> Task goal
Carry on the page about the Spark source for Arrow Flight endpoints, picking up right after its last sentence.

> Passage given
>>>
• Stars
    star
    104
  • Rank 328,713 (Top 7 %)
  • Language
    Java
  • License
    Apache License 2.0
  • Created over 5 years ago
  • Updated about 1 year ago

Reviews

There are no reviews yet. Be the first to send feedback to the community and the maintainers!

Repository Details

Spark source for Flight RPC enabled endpoints

Build Status

This uses the new Source V2 Interface to connect to Apache Arrow Flight endpoints. It is a prototype of what is possible with Arrow Flight. The prototype has achieved 50x speed up compared to serial jdbc driver and scales with the number of Flight endpoints/spark executors being run in parallel.

It currently supports:

  • Columnar Batch reading
  • Reading in parallel many flight endpoints as Spark partitions
  • filter and project pushdown

It currently lacks:

  • support for all Spark/Arrow data types and filters
  • write interface to use DoPut to write Spark dataframes back to an Arrow Flight endpoint
  • leverage the transactional capabilities of the Spark Source V2 interface
  • publish benchmark test

Usage

You can choose to build the JAR locally, or use one of the archived JAR artifacts built from a Github Actions workflow run.
<<<
> Data provided
>>>
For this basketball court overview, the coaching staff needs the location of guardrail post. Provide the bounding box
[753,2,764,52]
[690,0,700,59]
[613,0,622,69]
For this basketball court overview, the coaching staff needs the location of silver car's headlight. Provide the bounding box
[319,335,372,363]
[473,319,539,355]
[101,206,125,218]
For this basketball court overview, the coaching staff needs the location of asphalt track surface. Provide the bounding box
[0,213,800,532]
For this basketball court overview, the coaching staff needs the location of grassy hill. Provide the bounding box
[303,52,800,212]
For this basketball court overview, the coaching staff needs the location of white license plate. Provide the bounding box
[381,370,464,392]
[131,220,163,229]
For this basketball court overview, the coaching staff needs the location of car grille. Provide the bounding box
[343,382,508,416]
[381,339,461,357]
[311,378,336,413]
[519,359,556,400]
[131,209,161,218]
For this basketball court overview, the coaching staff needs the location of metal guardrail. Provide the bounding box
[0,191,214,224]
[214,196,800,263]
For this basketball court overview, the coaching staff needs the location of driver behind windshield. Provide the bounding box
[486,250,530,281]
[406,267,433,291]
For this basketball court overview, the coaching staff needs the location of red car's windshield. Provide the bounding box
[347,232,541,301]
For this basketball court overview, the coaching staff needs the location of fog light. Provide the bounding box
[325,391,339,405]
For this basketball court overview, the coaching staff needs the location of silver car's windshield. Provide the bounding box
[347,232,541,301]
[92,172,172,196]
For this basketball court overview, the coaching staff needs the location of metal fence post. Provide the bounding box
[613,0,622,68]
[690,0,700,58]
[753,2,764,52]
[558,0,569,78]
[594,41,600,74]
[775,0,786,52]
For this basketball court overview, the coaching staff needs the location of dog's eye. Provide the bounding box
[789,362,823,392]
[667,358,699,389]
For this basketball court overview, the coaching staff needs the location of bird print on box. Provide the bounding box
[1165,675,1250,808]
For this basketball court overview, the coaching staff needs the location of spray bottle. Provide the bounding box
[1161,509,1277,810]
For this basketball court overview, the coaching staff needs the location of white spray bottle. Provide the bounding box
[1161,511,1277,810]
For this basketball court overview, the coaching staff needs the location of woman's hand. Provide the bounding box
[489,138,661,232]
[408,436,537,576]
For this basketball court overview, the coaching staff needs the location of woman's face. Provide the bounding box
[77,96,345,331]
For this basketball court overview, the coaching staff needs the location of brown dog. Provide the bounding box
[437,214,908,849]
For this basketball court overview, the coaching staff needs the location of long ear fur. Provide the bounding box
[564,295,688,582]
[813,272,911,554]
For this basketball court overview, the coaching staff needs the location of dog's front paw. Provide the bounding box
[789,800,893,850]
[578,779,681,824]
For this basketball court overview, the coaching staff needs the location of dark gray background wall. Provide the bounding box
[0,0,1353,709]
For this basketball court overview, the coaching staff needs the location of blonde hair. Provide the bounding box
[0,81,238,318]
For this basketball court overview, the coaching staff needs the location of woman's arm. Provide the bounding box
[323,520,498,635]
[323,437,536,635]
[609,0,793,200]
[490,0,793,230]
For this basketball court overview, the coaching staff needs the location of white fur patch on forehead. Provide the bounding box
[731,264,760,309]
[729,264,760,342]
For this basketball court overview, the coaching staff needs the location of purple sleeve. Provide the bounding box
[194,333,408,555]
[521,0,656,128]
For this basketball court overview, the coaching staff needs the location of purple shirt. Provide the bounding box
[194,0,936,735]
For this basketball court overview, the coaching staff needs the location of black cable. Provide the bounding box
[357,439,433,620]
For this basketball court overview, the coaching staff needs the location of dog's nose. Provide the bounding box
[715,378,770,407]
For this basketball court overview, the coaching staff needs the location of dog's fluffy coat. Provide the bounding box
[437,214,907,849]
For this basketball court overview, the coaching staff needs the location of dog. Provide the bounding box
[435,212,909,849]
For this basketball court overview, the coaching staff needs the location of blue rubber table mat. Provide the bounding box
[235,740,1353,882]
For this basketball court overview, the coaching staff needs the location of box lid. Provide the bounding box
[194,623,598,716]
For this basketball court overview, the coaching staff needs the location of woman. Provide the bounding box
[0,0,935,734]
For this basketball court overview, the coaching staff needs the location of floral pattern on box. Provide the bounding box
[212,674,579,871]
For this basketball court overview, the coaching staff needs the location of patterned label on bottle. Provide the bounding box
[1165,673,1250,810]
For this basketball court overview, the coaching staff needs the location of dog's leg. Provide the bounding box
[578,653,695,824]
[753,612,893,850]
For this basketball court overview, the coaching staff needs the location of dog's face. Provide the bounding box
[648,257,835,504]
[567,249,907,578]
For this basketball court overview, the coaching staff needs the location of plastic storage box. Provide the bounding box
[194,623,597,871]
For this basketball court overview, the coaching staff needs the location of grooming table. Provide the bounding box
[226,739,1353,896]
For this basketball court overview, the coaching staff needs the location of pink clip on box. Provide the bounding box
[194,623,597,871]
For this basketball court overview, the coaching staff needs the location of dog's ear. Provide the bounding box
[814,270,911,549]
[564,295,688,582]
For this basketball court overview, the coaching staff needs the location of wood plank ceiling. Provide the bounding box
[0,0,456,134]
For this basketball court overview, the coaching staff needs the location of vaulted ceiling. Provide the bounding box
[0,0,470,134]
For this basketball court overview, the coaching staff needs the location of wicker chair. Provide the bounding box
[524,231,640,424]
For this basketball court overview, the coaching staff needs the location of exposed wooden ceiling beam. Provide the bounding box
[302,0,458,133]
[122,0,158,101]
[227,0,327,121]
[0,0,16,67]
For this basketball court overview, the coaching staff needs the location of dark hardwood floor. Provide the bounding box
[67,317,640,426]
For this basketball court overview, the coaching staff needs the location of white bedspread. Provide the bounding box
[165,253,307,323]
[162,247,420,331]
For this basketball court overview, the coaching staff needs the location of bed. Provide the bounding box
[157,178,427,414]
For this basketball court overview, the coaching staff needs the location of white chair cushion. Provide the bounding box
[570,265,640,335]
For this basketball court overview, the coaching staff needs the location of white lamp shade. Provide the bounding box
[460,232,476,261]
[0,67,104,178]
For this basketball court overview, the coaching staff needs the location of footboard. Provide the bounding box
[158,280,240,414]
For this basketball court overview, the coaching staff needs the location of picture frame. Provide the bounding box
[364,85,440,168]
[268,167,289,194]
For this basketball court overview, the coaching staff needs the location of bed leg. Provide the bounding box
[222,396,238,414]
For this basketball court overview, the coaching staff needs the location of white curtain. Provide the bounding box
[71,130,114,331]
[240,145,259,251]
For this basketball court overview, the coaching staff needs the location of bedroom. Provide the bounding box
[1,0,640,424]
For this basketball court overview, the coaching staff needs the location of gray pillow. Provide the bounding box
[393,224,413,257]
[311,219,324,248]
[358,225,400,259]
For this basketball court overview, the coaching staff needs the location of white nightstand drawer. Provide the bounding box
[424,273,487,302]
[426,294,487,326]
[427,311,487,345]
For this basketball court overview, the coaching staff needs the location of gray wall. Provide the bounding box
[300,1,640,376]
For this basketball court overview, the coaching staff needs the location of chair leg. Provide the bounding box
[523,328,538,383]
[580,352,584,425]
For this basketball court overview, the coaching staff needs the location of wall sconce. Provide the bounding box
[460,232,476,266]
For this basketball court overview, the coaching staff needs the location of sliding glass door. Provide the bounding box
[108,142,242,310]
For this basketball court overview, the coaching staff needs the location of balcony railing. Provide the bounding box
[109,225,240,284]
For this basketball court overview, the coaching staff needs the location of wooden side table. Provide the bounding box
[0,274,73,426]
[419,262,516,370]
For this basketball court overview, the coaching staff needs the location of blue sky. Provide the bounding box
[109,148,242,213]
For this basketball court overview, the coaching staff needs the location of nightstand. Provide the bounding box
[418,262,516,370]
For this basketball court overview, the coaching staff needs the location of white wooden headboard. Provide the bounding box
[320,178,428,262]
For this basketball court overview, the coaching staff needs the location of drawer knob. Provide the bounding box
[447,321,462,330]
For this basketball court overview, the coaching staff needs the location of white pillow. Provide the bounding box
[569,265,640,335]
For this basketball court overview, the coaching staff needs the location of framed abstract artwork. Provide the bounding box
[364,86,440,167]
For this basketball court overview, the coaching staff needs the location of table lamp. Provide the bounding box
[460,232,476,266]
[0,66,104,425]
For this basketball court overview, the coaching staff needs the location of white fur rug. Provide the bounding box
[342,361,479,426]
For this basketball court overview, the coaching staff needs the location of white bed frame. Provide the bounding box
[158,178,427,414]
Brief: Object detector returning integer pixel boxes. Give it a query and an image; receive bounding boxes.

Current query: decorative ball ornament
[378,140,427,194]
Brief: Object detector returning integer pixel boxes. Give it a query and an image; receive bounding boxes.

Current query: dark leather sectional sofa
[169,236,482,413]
<<<
> Response
  1. Take the built JAR file named: flight-spark-source-1.0-SNAPSHOT-shaded.jar - and copy it to the spark master node. For the sake of this example, we will use the /tmp directory
  2. Ensure you have a Flight server running and accessible to your Spark cluster. For an example of a Python Flight RPC server - see this link.
    NOTE: you will have to add a get_schema end-point to that example server for it to work - with signature:
    def get_schema(self, context, descriptor) -> pyarrow.flight.SchemaResult
    See this link for more details.
  3. On the Spark master - start an interactive Python (or PySpark) session and run something like:
import os
from pyspark.sql import SparkSession

# Get a Spark session and load the connector JAR
spark = (SparkSession
         .builder
         .appName("flight client")
         .config("spark.jars", "/tmp/flight-spark-source-1.0-SNAPSHOT-shaded.jar")
         .getOrCreate()
         )

# Read from a Flight RPC server using an arbitrary string containing either a command or path
# Note - this will call the Flight RPC Server's "get_schema" end-point (which must be present to use the connector)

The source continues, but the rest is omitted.